- Opening Delimiter -

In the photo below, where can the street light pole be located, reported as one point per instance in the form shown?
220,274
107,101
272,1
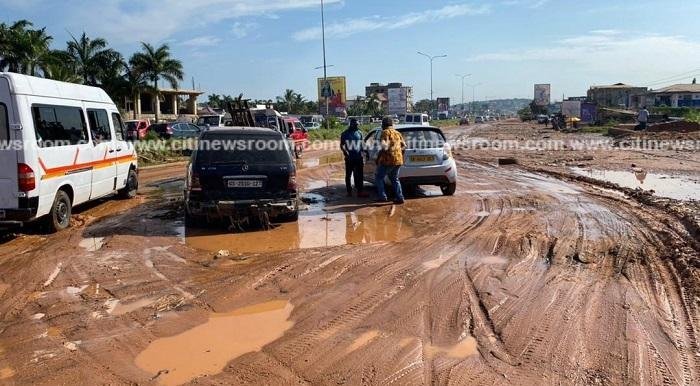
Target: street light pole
462,76
431,58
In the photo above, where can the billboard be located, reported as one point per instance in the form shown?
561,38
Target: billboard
333,90
397,100
443,104
571,109
542,94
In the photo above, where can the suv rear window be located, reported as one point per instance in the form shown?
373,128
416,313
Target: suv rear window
220,148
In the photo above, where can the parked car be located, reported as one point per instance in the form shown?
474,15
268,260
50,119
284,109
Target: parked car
427,160
297,134
74,150
136,129
311,122
176,130
241,183
420,119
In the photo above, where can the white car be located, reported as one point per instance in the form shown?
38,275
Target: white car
68,146
427,161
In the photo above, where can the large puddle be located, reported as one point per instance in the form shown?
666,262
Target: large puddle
315,228
679,187
207,348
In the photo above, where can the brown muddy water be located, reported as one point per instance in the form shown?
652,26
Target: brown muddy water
205,349
680,187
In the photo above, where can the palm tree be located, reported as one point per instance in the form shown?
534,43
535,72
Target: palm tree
287,99
89,55
156,63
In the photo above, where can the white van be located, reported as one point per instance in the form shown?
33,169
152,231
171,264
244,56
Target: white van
61,144
417,119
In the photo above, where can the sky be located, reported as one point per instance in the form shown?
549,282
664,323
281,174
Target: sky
262,47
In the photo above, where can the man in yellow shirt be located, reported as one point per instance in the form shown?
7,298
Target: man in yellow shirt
390,160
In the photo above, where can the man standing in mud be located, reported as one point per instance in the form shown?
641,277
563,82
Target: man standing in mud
351,145
389,161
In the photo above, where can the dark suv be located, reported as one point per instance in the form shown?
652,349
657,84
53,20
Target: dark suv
243,174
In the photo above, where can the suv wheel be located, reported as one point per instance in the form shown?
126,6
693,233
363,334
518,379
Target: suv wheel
59,217
449,189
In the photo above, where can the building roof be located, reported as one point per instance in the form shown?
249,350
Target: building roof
679,88
616,85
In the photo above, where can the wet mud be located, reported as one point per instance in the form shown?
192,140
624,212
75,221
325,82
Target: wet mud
520,278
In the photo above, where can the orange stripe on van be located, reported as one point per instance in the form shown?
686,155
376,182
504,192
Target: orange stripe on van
63,170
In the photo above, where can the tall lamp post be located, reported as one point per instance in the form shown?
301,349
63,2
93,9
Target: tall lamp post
462,76
431,58
473,86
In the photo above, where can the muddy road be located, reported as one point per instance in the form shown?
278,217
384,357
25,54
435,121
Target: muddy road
520,278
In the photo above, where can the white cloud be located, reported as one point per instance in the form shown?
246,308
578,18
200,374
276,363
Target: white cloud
374,23
202,41
241,30
126,21
608,55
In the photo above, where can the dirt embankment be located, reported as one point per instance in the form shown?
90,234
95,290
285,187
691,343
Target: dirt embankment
520,278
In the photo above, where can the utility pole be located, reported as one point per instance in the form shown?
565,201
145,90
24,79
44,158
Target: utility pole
431,58
462,76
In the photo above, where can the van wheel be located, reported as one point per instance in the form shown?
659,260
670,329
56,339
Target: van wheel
449,189
59,217
132,185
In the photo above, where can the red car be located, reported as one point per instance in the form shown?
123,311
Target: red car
297,133
136,129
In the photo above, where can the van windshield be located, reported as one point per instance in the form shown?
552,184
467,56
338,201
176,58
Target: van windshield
222,148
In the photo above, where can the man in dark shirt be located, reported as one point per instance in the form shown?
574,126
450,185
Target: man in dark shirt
351,145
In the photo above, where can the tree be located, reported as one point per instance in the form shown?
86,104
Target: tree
156,63
90,57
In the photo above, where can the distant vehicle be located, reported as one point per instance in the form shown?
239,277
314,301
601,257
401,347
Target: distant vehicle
427,160
136,129
420,119
242,184
311,122
211,121
298,135
74,150
176,130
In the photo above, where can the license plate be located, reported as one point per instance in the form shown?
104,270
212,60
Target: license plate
422,158
244,184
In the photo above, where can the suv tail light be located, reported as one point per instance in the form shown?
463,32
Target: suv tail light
292,182
26,180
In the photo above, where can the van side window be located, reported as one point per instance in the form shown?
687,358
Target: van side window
119,131
4,126
99,125
59,125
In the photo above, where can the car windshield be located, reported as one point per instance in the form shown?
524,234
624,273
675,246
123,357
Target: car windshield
223,148
422,139
211,121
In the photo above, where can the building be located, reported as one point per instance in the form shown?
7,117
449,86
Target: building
402,96
174,104
618,95
678,95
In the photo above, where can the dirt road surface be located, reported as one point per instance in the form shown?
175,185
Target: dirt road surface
520,278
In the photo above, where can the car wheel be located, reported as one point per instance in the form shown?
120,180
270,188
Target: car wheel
132,186
449,189
58,218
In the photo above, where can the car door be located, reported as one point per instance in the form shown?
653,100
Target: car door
104,171
371,151
123,150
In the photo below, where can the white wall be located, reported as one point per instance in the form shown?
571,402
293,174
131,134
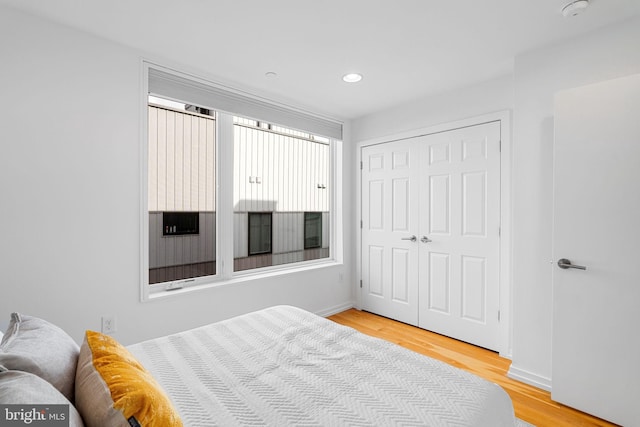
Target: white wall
605,54
70,195
608,53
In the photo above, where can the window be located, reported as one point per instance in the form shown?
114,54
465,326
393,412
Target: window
286,173
259,233
181,192
312,230
220,186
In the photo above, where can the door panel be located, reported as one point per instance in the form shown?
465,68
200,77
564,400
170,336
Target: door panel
444,189
595,350
460,214
389,215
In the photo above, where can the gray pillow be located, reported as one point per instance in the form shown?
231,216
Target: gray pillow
23,388
34,345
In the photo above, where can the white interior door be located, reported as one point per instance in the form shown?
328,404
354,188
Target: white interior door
596,350
460,217
442,191
389,221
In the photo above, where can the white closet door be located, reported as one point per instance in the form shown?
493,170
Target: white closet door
389,220
443,192
460,217
596,351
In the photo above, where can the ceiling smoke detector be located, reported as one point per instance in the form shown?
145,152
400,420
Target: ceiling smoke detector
575,8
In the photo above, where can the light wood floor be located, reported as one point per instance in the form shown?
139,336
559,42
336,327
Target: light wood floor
531,404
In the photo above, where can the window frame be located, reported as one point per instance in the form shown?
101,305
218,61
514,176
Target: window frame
225,274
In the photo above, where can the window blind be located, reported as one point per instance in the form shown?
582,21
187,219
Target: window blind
204,94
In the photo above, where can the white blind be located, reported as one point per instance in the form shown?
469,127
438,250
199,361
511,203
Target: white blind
202,94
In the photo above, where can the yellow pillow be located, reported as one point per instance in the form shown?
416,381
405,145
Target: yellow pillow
114,389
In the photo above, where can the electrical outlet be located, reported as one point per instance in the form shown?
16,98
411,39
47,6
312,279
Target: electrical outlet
108,324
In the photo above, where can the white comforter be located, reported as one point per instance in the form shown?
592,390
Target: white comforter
284,366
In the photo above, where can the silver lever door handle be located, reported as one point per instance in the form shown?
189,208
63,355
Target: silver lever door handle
565,263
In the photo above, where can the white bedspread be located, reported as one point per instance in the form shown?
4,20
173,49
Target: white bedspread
284,366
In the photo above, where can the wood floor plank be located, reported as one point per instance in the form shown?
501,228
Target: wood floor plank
530,403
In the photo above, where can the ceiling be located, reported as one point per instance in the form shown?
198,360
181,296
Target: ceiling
406,49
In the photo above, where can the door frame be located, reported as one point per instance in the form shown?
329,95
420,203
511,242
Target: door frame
505,303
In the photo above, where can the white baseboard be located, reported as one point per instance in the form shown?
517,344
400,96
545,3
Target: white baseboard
529,378
334,310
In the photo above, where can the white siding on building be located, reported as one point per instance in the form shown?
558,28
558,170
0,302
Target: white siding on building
181,161
279,173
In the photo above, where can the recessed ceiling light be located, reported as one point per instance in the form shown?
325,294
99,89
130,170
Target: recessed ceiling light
575,8
352,77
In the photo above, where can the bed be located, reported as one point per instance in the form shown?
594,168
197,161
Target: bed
281,366
284,366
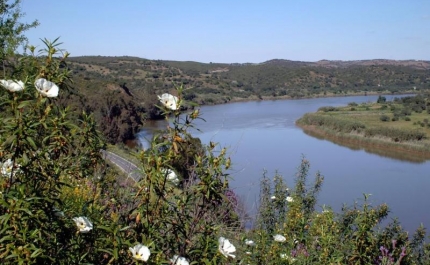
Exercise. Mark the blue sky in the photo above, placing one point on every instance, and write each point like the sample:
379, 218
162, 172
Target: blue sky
235, 31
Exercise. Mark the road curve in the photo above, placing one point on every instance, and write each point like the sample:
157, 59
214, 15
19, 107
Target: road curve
126, 166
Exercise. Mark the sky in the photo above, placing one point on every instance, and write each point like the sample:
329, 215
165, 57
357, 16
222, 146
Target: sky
235, 31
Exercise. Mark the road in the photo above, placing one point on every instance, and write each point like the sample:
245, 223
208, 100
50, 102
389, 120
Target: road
126, 166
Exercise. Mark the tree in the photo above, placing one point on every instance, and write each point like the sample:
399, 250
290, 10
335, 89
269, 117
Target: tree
11, 30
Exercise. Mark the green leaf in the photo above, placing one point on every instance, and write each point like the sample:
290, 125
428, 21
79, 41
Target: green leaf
24, 104
31, 143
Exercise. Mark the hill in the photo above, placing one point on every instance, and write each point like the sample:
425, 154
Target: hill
122, 91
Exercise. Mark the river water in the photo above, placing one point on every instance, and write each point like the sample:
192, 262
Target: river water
262, 135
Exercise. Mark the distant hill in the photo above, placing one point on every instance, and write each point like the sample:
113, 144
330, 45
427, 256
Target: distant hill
134, 83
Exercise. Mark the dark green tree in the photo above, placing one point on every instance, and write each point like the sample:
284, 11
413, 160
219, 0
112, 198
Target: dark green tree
11, 30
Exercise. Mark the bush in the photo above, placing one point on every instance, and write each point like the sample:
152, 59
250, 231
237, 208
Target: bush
384, 118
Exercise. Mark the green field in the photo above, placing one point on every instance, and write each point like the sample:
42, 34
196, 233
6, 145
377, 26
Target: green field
403, 123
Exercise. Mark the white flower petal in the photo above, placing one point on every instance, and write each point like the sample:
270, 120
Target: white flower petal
177, 260
169, 101
84, 225
279, 238
140, 252
226, 248
46, 88
249, 242
171, 175
12, 85
6, 168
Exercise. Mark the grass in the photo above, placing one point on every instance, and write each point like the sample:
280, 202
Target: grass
402, 136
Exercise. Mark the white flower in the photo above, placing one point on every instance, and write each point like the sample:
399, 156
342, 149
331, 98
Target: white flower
249, 242
12, 85
84, 225
279, 238
171, 175
7, 168
226, 248
46, 88
169, 101
285, 256
57, 212
177, 260
140, 252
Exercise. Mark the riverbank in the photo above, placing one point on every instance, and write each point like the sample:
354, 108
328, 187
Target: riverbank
397, 129
408, 151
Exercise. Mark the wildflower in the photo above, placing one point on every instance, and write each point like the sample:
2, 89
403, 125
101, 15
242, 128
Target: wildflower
249, 242
285, 256
57, 212
7, 168
46, 88
12, 85
171, 176
177, 260
279, 238
140, 252
169, 101
226, 248
84, 225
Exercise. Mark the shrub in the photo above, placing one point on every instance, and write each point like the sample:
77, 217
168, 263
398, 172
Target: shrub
384, 118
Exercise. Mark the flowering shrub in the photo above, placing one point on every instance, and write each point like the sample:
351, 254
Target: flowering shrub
60, 203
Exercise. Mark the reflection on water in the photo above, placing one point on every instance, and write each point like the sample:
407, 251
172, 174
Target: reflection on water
374, 148
263, 135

- Closing Delimiter -

## TASK OBJECTIVE
What lines of the material above contain "below"? Return each of them.

## ANSWER FOR THIS EXERCISE
In the photo below, where can the street light pole be located, reported as one point per instance in the form shown?
In the photo below, where can the white wall be located, reported as one point per instance in the form shown?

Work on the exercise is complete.